### Fragmento
»»

Los niños lo son todo. Siempre lo he sabido, pero ahora, que soy padre, lo puedo confirmar. Son tiernos, frágiles e inocentes. ¿O no? Pues no del todo. Ya nos olíamos algo cuando en 1968 se estrenó la película con el título más spoileador de la historia del cine, según la cual un niño podía ser aterrador antes incluso de nacer. Más tarde, en el 73, una niña angelical sería poseída por el mismísimo diablo y su cabeza empezaría a dar vueltas y blasfemar en latín. Pero fue en 1976 cuando descubrimos de verdad el miedo que puede dar un niño. Y no me refiero solo a la obra maestra de Narciso Ibáñez Serrador, también de ese año, sino al descubrimiento de un tal Damien que, con el paso del tiempo, ya sea en forma de secuelas, series o remakes, se convertiría en un sinónimo del anticristo.
Pero
no todo van a ser malas noticias para los más pequeños de la casa, pues apenas
dos años después de personalizar el mal se les enseñó (se nos enseñó) que un
hombre era capaz de volar. Eso fue mucho tiempo antes de que Marvel dominase
las taquillas mundiales, pero la primera piedra ya estaba puesta, y se hizo
desde la empresa de la acera de enfrente. Los comics ya no eran cosa de chiste
y aprendimos a soñar con héroes que, ataviados en coloridos pijamas con los
calzones por fuera, nos ayudaran a salvar el día.
Y
llegó 1985, y entonces aprendimos a soñar con un amor imposible, un amor tan
poderoso que pudiese combatir a cualquier maldición, incluso aquella que
impidiese a los amantes coincidir en el tiempo.
Pero
no es cuestión de ponerse tan trascendentes. Porque, puestos a soñar, ¿qué
mejor que soñar con grandes aventuras de piratas perdidos y tesoros escondidos?
Una aventura que, en el fondo, no dejaba de ser una oda a la amistad y el
retrato de una generación que ha sido imitada mil veces en el cine actual, sin
conseguir, en la mayoría de los casos, clonar su magia.

««

### Material de origen
»»

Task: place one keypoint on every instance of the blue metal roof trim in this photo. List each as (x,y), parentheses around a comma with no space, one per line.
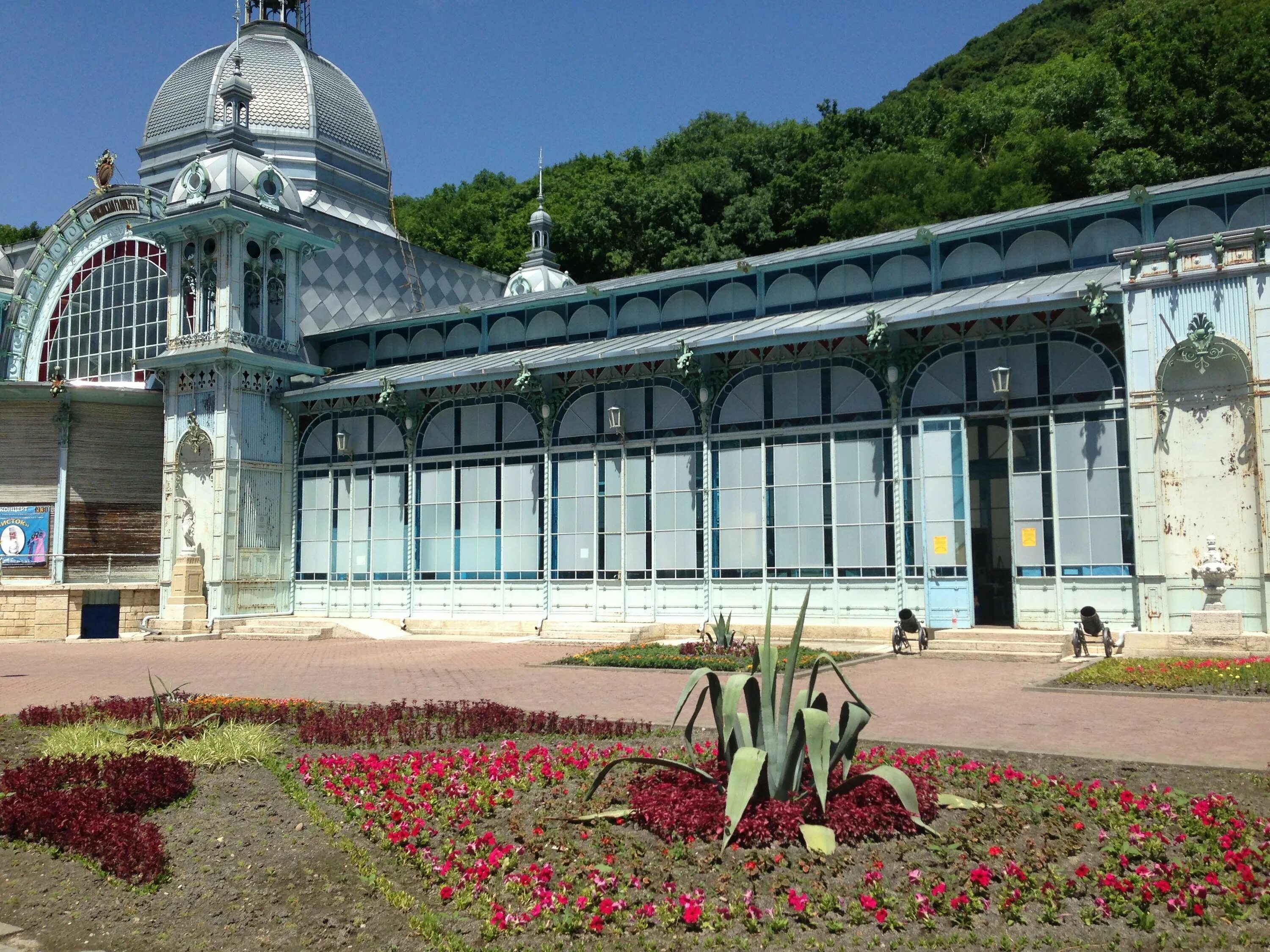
(882,243)
(977,303)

««

### Enunciado 1
En el fragmento sobre el cine y la infancia, ¿cómo se llama el niño descubierto en 1976 que acabaría convertido en sinónimo del anticristo?
### Enunciado 2
Escribe una continuación del fragmento sobre el cine y la infancia a partir de su última oración.
Los datos no tienen ninguna relación con el fragmento.

### Respuesta esperada 1
Se llama Damien.

### Respuesta esperada 2
Y
en eso que nos fuimos haciendo mayores, y casi a la vez que nos enseñaron a
soñar con fantasmas navideños que reinventaran la fantasía de Charles Dickens
en la actualidad, aprendimos a disfrutar de un concepto de la amistad más
adulto, casi inventando el género de las buddy movies, al presentarnos las
peripecias, tan divertidas como dramáticas, de un policía bastante mal de la
cabeza y su compañero veterano siempre a punto de la jubilación. Una amistad
que casi rozaba el concepto de familia mucho antes de que Dom Toreto
pretendiese apropiarse del concepto. Y eso a lo largo de otras tres secuelas
que el tiempo, maldito tiempo, han impedido que fuesen cuatro.
Hubo
más: jugadores de cartas en el oeste, asesinos enfrentados entre ellos, conspiranoicos,
viajes por el tiempo o policías acorralados en apenas dieciséis calles. Quizá
no sea una filmografía demasiado extensa. Quizá no todos los títulos sean igual
de brillantes. Quizá nunca sea considerado un grande a la altura de Spielberg,
Lucas y compañía, pero cuatro películas suyas son suficientes para sentar las
bases a seguir en cuatro géneros tan dispares como el terror, la acción
superheróica, las aventuras juveniles y el policiaco. Cuatro películas son
suficientes para que un director merezca ser reconocido como uno de los más
grandes de todos los tiempos. Cuatro películas que, cada una a su manera y
modo, nos enseñaron a soñar.
Hace
unos días se nos fue Richard Donner. Y sin él, el mundo tiene un poco menos de magia. Lo
echaremos a faltar.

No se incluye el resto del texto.